— START INPUT FOR THIS TASK —
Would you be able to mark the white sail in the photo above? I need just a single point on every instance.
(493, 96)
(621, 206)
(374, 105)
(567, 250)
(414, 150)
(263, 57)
— END INPUT FOR THIS TASK —
> **TASK INSTRUCTIONS**
Rewrite the material with "white sail" changed to "blue sail", keeping everything else the same.

> **TASK ANSWER**
Would you be able to mark the blue sail in the photo above? I need just a single point on every instance.
(493, 96)
(621, 206)
(374, 105)
(567, 250)
(414, 150)
(263, 57)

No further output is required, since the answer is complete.